*** Exercise text ***

Striped Dolphin

Striped Dolphin: Stenella coeruleoalba

IUCN status: least concern

Status and distribution summary:

The estimated world population is thought to be over 2 million, with a pan-global distribution in deep warm to warm-temperate waters offshore. Abundance is patchy, however, and there is at least some migration, moving to warmer waters in winter.

Exploitation:

Up to 20,000 used to be taken every year in drives in Japanese waters, this is now down to about 1,000. Some are also taken around some of the Pacific islands, Sri Lanka and St Vincent in the Caribbean.

Other threats:

Pelagic drift net fisheries have killed thousands of Striped Dolphins in various oceans of the world. In the Mediterranean up to 20,000 are estimated to be killed each year from Morocco, Italy and Turkey. By-catch rates in pelagic fisheries off western Europe is also significant. Estimates of by-catch mortality rate in the Biscay albacore fishery are 1.8% whereas the population is thought only to be able to sustain a mortality rate of up to about 1%.

Pollutants including organochlorines are found in high concentrations in some populations and are thought to immunosuppressive, making the animals vulnerable to disease. meanwhile over-exploitation of their prey species, including the European Anchovy in Biscay could could affect population levels.

Where it is seen:

Occurs predominantly over the deeper waters in the Southern Bay, though occasionally over shelf waters in the Northern Bay.

Frequency of sightings:

Common in the summer, when thousand may be encountered, but appears to leave the area in the winter, presumably for warmer seas.

Recognition:

Small and sleek. Up to 2.5 metres in length.

Dark cool grey upper parts, with blue-grey flanks, and thin dark stripe between flank and white underneath.

The pattern below the dorsal fin is distinctive; the grey of the flank cuts back into the dark upper parts.

Dark falcate dorsal fin set at the midpoint.

Pronounced slender beak.

Behaviour:

Highly social, usually in groups of between 10 and 1000.

Very energetic; swims fast, leaps frequently, and somersaults, back somersaults, and even spins. Sometimes bow rides.

Associates with Common Dolphins regularly, although they have different feeding ecologies so this may be social or for security.

Confusion species:

  • Common Dolphin; is the only other patterned dolphin that regularly occurs in the area. It has warm tones, compared to the cool bluish hue of Striped Dolphins, and the inverted triangle is diagnostic, as is the pattern of Striped Dolphins.
  • White Beaked Dolphin; could be confused, though is more robust and has dark flanks and a stubby beak.
  • Atlantic White-sided Dolphin; is potentially confusable, with broadly similar patterning, but the yellowish patches on the side of the tail stock is diagnostic, also has stubby beak.

*** End of Exercise text ***
*** Given entries ***

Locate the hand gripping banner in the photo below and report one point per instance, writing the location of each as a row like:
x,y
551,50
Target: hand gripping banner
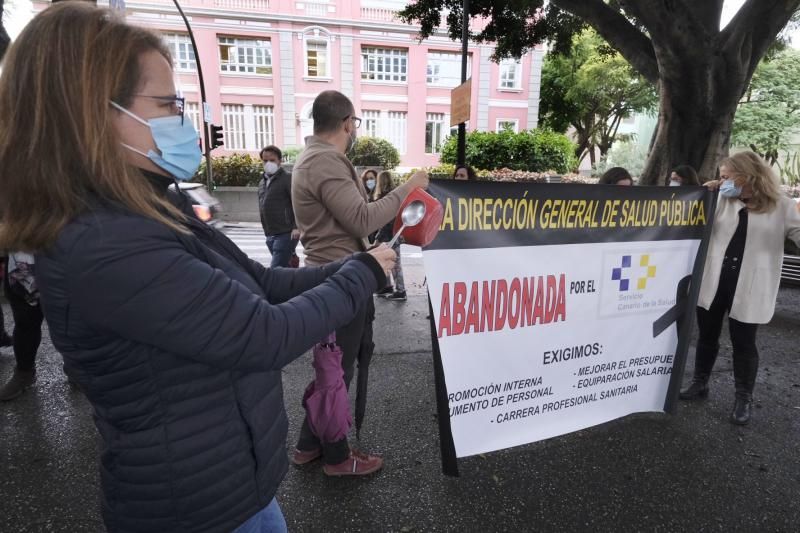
x,y
559,307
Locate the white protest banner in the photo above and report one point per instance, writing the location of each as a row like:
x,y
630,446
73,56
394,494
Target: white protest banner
x,y
557,307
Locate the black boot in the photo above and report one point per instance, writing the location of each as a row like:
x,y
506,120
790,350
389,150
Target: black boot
x,y
704,359
742,409
697,389
745,370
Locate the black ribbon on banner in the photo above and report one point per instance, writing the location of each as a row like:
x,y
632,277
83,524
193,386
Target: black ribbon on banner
x,y
675,314
446,444
683,311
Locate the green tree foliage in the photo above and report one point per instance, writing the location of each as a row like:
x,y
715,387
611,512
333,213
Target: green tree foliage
x,y
374,152
591,89
700,69
535,150
769,114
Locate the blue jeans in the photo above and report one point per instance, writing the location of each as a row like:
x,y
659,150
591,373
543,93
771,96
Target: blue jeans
x,y
267,520
281,247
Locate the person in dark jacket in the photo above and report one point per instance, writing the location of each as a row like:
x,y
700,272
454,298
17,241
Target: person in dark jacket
x,y
464,172
616,176
683,175
23,296
5,338
275,206
174,335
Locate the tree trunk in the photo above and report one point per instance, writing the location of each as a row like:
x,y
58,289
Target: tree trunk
x,y
699,93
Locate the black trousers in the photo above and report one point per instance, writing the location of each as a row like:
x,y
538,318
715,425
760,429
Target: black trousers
x,y
350,338
743,339
27,328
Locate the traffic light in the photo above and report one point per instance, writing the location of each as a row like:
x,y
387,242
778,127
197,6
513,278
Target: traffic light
x,y
216,136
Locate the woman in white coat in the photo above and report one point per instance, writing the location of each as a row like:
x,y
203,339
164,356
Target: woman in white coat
x,y
742,272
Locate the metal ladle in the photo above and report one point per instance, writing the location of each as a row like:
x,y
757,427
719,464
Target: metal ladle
x,y
412,215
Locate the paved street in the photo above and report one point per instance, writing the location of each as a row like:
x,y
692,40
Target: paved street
x,y
691,472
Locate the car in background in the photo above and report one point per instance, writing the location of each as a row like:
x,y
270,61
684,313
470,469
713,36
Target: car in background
x,y
790,272
206,207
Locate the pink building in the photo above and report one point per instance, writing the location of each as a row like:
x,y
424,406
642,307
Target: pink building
x,y
264,62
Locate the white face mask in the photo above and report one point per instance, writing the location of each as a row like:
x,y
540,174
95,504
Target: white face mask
x,y
270,167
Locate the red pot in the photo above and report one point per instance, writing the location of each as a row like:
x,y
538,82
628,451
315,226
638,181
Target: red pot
x,y
423,233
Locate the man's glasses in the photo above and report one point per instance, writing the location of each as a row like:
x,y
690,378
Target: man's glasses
x,y
178,103
356,120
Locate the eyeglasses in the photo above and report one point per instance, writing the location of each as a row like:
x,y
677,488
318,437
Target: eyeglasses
x,y
356,120
178,102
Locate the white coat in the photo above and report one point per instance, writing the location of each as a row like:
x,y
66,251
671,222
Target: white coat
x,y
759,277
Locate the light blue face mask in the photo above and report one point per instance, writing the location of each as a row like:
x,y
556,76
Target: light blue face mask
x,y
176,139
729,190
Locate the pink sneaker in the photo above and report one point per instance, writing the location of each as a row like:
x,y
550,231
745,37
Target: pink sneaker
x,y
358,464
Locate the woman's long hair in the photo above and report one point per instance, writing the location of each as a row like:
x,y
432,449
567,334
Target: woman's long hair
x,y
385,184
762,180
59,150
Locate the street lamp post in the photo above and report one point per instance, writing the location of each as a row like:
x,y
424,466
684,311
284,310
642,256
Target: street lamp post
x,y
462,127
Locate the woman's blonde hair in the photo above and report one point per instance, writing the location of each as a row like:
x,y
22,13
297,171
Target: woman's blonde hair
x,y
59,150
755,172
385,184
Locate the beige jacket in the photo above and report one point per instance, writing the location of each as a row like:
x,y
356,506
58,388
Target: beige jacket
x,y
330,204
759,278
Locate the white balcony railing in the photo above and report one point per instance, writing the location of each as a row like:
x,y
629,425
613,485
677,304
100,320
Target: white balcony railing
x,y
250,5
378,13
317,9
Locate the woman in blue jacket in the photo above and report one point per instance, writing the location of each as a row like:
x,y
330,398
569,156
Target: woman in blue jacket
x,y
175,336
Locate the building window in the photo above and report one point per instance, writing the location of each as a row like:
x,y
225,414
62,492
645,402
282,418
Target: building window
x,y
233,127
508,124
371,124
192,112
444,68
317,58
510,74
396,130
265,125
249,56
434,127
180,46
384,64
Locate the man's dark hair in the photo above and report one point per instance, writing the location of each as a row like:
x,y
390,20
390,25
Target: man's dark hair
x,y
687,173
329,111
271,148
614,175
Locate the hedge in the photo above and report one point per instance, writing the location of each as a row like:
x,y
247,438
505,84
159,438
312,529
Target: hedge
x,y
537,150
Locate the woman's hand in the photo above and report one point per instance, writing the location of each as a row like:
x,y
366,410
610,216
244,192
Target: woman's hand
x,y
384,255
419,180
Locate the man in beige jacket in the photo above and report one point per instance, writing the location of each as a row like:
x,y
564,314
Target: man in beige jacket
x,y
334,218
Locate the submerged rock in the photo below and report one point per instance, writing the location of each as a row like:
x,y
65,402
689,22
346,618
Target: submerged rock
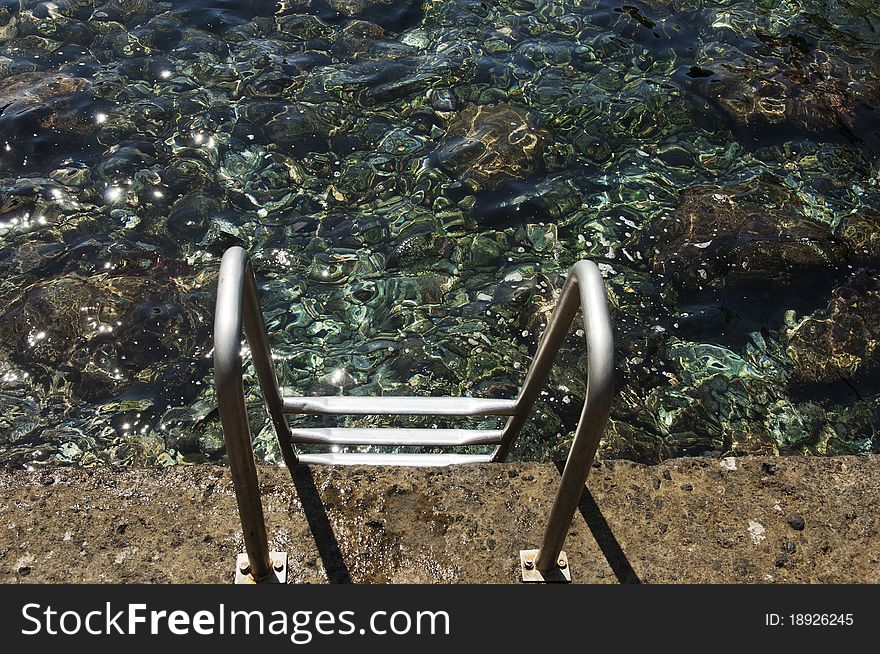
x,y
810,90
719,236
843,340
487,143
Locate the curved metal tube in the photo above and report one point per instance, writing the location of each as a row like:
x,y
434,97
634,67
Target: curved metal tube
x,y
585,288
237,307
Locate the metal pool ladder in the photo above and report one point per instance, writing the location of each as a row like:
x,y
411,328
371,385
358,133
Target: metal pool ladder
x,y
238,307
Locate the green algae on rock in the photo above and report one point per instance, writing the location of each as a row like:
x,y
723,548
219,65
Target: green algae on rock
x,y
413,181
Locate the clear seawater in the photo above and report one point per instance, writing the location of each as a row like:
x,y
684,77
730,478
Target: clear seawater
x,y
413,181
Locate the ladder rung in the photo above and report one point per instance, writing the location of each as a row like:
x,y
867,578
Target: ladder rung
x,y
383,436
399,406
420,460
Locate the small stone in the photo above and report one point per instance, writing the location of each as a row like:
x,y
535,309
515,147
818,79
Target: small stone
x,y
796,522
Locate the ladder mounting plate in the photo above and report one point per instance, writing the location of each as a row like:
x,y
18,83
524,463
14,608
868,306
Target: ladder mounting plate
x,y
530,574
279,570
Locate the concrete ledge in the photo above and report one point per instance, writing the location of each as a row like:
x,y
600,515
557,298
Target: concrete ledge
x,y
698,520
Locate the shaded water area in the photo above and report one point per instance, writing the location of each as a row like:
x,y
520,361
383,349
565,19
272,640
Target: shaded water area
x,y
413,182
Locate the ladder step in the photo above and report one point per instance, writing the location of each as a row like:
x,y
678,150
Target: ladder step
x,y
383,436
420,460
399,406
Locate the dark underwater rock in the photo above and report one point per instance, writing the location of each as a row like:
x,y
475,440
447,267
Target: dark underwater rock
x,y
843,340
487,143
719,236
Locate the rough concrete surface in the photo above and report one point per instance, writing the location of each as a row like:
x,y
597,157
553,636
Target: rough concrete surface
x,y
754,519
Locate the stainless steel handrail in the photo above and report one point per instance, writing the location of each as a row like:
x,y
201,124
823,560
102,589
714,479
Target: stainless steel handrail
x,y
584,283
238,307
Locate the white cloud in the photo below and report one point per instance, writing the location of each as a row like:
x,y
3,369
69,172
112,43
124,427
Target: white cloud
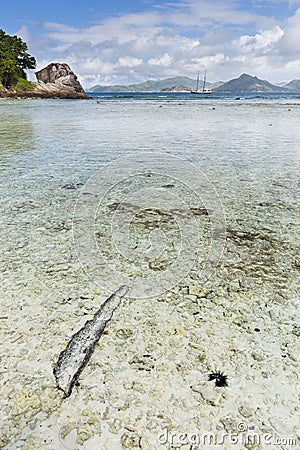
x,y
177,38
164,60
24,34
261,42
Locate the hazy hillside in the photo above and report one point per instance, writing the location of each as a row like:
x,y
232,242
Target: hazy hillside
x,y
243,84
247,83
151,85
293,85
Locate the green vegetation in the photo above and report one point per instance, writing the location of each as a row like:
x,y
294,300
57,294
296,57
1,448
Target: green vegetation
x,y
14,60
24,85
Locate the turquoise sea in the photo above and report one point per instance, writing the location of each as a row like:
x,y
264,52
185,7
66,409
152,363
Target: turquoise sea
x,y
247,150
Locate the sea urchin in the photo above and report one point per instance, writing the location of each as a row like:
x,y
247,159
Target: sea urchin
x,y
219,377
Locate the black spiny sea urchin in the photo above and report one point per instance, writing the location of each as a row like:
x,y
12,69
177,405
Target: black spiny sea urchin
x,y
219,377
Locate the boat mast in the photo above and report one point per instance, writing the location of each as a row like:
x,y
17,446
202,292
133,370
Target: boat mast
x,y
197,83
204,81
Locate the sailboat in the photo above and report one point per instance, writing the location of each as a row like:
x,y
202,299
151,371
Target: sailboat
x,y
203,90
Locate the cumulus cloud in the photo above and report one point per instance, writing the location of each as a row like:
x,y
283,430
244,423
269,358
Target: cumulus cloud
x,y
260,42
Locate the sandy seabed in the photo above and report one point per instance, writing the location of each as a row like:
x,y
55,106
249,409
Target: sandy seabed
x,y
147,384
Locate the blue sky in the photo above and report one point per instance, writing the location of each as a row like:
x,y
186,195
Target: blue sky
x,y
118,42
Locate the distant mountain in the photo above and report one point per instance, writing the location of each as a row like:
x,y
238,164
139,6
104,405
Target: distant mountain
x,y
244,84
247,83
293,85
175,83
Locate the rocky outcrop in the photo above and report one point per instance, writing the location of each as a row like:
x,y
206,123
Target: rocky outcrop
x,y
57,79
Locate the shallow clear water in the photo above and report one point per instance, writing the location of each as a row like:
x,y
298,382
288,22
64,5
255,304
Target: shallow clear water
x,y
248,150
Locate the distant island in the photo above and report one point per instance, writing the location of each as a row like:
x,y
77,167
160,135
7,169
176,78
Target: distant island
x,y
243,84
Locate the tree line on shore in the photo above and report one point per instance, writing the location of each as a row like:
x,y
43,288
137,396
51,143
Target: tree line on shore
x,y
14,60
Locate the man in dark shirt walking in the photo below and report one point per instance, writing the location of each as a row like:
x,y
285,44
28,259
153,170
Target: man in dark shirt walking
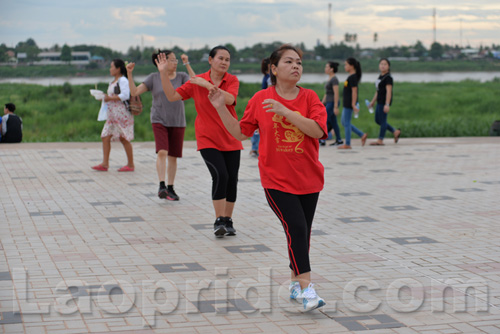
x,y
12,125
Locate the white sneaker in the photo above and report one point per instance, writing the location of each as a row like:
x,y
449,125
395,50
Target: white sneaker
x,y
295,291
311,300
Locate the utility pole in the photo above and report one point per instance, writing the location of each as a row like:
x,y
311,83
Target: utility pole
x,y
329,37
434,23
461,45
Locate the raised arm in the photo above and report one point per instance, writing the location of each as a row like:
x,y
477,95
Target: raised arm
x,y
169,90
185,62
134,90
217,98
306,125
228,98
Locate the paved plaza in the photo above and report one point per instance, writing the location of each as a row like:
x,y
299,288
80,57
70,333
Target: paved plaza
x,y
406,239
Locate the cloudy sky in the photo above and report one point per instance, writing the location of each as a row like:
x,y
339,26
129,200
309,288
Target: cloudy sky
x,y
196,23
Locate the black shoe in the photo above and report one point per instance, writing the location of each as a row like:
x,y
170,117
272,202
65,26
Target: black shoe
x,y
219,227
171,195
229,226
162,192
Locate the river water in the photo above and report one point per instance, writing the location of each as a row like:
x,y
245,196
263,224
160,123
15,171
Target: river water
x,y
306,78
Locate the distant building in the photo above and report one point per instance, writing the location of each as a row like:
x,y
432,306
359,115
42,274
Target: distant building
x,y
22,57
54,58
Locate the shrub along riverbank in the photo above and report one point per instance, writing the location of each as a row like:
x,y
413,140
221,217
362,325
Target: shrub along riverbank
x,y
450,109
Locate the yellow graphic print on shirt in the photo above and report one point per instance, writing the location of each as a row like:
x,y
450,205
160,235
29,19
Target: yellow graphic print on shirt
x,y
292,135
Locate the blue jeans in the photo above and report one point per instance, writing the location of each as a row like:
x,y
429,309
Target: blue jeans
x,y
332,119
255,141
381,119
346,122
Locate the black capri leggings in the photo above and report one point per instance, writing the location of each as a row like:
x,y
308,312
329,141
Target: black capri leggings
x,y
223,166
296,213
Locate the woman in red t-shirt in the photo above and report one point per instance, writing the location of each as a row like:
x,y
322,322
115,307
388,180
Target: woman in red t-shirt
x,y
219,149
290,120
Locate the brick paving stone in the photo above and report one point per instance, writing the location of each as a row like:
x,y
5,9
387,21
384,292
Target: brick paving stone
x,y
81,228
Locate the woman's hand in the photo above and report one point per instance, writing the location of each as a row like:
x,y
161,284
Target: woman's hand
x,y
130,67
217,98
201,82
274,106
161,62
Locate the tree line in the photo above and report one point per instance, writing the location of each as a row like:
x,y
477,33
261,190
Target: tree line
x,y
250,54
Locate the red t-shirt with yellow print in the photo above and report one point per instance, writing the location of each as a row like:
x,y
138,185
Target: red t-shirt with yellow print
x,y
288,159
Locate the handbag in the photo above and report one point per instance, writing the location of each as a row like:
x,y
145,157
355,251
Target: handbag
x,y
103,112
133,105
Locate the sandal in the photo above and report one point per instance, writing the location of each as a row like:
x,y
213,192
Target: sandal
x,y
363,139
100,168
397,133
126,169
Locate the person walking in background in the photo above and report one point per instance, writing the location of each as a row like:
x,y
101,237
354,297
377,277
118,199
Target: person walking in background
x,y
120,122
266,82
168,119
291,119
12,125
220,151
350,102
331,101
383,97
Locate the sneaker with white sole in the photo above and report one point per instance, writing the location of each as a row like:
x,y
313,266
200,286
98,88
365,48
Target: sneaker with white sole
x,y
219,227
228,224
311,300
295,291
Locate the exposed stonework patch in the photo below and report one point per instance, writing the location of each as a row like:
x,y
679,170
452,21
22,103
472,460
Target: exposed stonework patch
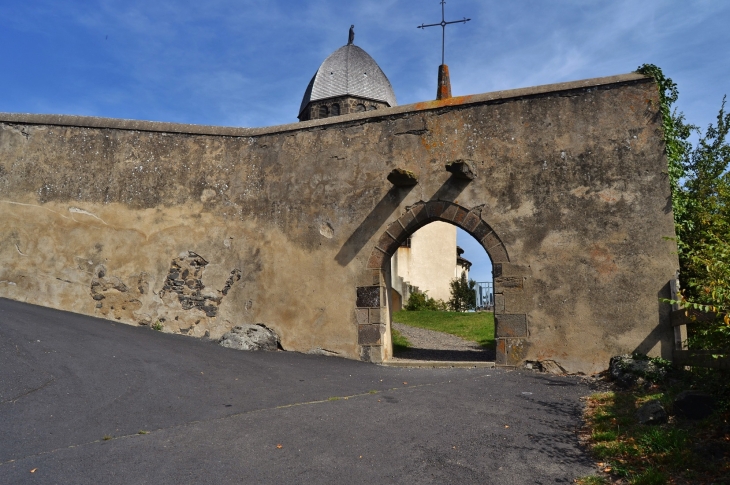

*** End of Given entries ***

Answer these questions about the striped dolphin text:
1. What is the largest length given for a Striped Dolphin?
2. About how many are now taken each year in drives in Japanese waters?
3. What range of group sizes is given for this dolphin?

1. Up to 2.5 meters.
2. About 1,000.
3. Between 10 and 1000.